━━ PROVIDED PASSAGE

If you are a city official, planner or transportation geek, you probably got at least a little swept up in the excitement around the “Smart City Challenge” earlier this year as nearly 80 cities competed to win $40 million in funding from the U.S. Department of Transportation (plus an additional $10 million in matching funds from Vulcan).

Last week, mayors from the contest’s seven finalist cities presented their pitches on why they should be selected. The winner will become the first in the country to fully integrate innovative technologies – including self-driving cars, connected vehicles and smart sensors – into its transportation network, thanks to the USDOT’s support.

Even if your city isn’t in the running, however, you can still benefit from the new ideas generated as a result of the challenge. SUMC took a look through the applications of the seven finalists and pulled out some of the best and most innovative mobility ideas to consider in your next long-range plan:

1. Portland, OR: Variable Bikeshare Pricing

Portland’s smart city proposal includes a variety of innovative programs focusing on the city’s new “Biketown” bikesharing system, which is set to launch this coming July. One particularly interesting detail is Portland’s plan to implement variable bikeshare pricing to encourage users to self-rebalance bikes and refill empty stations.

The pricing model would fluctuate depending on when in the day a user picks up a bike and where they travel. For instance, riders could receive discounts for ending their trips in key destinations (like in the downtown core just before rush hour) or at empty docks.

By relying on riders to keep bikes circulating throughout the system, instead of rebalancing using trucks, Portland’s approach will also help reduce the overall carbon footprint of its bikeshare system and free up workers to focus on other aspects of the program.

Additionally, the data from Portland’s “smart” bike technology would also feed into a shared, IT-enabled network of transportation information that bikeshare riders could use to find the fastest and safest routes in real time.

 2. Columbus, OH: “Smart Corridors”

Columbus, Ohio’s proposal features a series of “Smart Corridors” that would act as testing grounds for new solutions to improve access to transportation within the city. Specifically, the corridors would help address first/last mile gaps along Cleveland Avenue, which connects to many major employment centers, as well as in the city’s Linden neighborhood, which has unreliable access to jobs and health services, and high unemployment.

To help overcome Linden’s mobility barriers, Columbus’s plan suggests subsidizing new multimodal options such as e-hailing and carsharing to increase transportation access for disadvantaged residents.  Other possible tactics mentioned are inclusion of private sector services in public transportation planning applications, offering backing from the City for insurance and liability needs, and guaranteeing specific quantities of trips.

━━━━
━━ RAW DATA

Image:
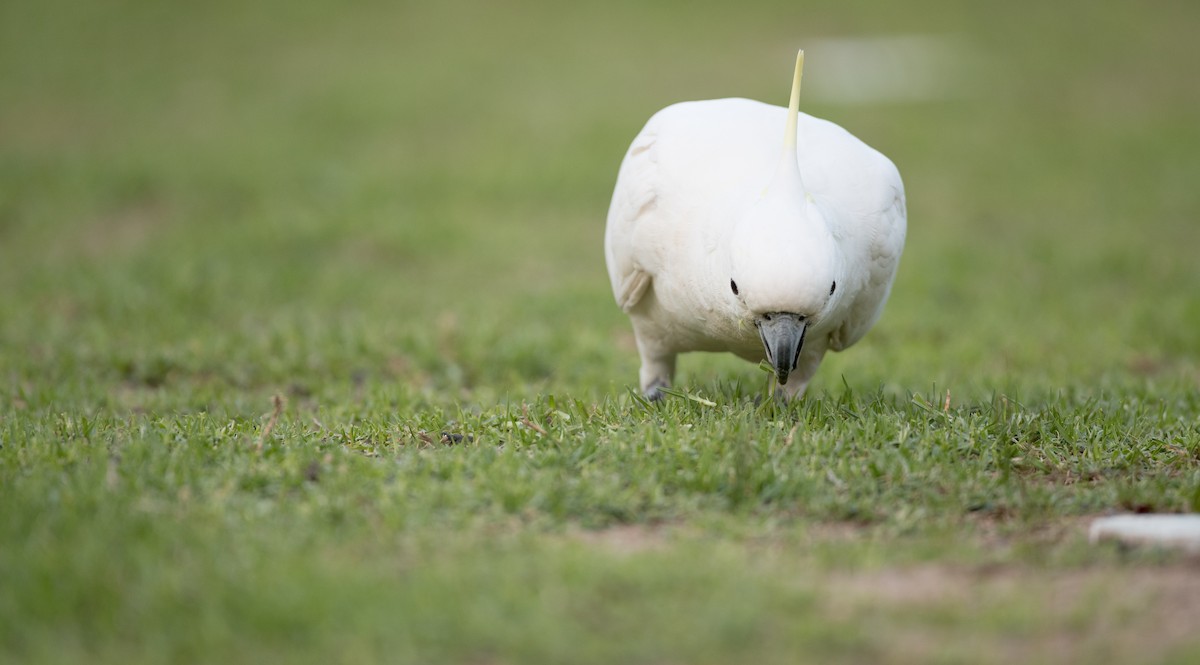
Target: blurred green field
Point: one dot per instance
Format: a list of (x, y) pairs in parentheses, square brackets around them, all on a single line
[(390, 215)]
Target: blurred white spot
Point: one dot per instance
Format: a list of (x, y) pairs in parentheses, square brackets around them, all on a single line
[(893, 69)]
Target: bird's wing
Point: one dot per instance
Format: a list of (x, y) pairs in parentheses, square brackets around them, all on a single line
[(880, 240), (634, 201)]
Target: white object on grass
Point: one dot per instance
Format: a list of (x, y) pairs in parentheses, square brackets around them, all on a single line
[(715, 241), (1169, 531)]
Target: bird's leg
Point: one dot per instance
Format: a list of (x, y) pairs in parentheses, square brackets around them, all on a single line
[(658, 371), (805, 367)]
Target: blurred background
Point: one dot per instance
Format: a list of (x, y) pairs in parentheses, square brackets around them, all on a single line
[(234, 197)]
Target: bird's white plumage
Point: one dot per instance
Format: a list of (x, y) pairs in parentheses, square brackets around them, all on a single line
[(677, 233)]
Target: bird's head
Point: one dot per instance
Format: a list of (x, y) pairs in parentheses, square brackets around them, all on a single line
[(784, 271), (785, 264)]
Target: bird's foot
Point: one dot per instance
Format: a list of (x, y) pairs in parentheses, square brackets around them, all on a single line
[(654, 390)]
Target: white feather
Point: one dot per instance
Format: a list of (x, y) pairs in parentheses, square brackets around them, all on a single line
[(678, 229)]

━━━━

## [SET OF TASKS]
A – According to the Smart City Challenge article, when is Portland's "Biketown" bikesharing system set to launch?
B – Reproduce the Smart City Challenge article word for word from "If you are a" to "funds from Vulcan).".

## [SOLUTIONS FOR EACH TASK]
A – This coming July.

B –
If you are a city official, planner or transportation geek, you probably got at least a little swept up in the excitement around the “Smart City Challenge” earlier this year as nearly 80 cities competed to win $40 million in funding from the U.S. Department of Transportation (plus an additional $10 million in matching funds from Vulcan).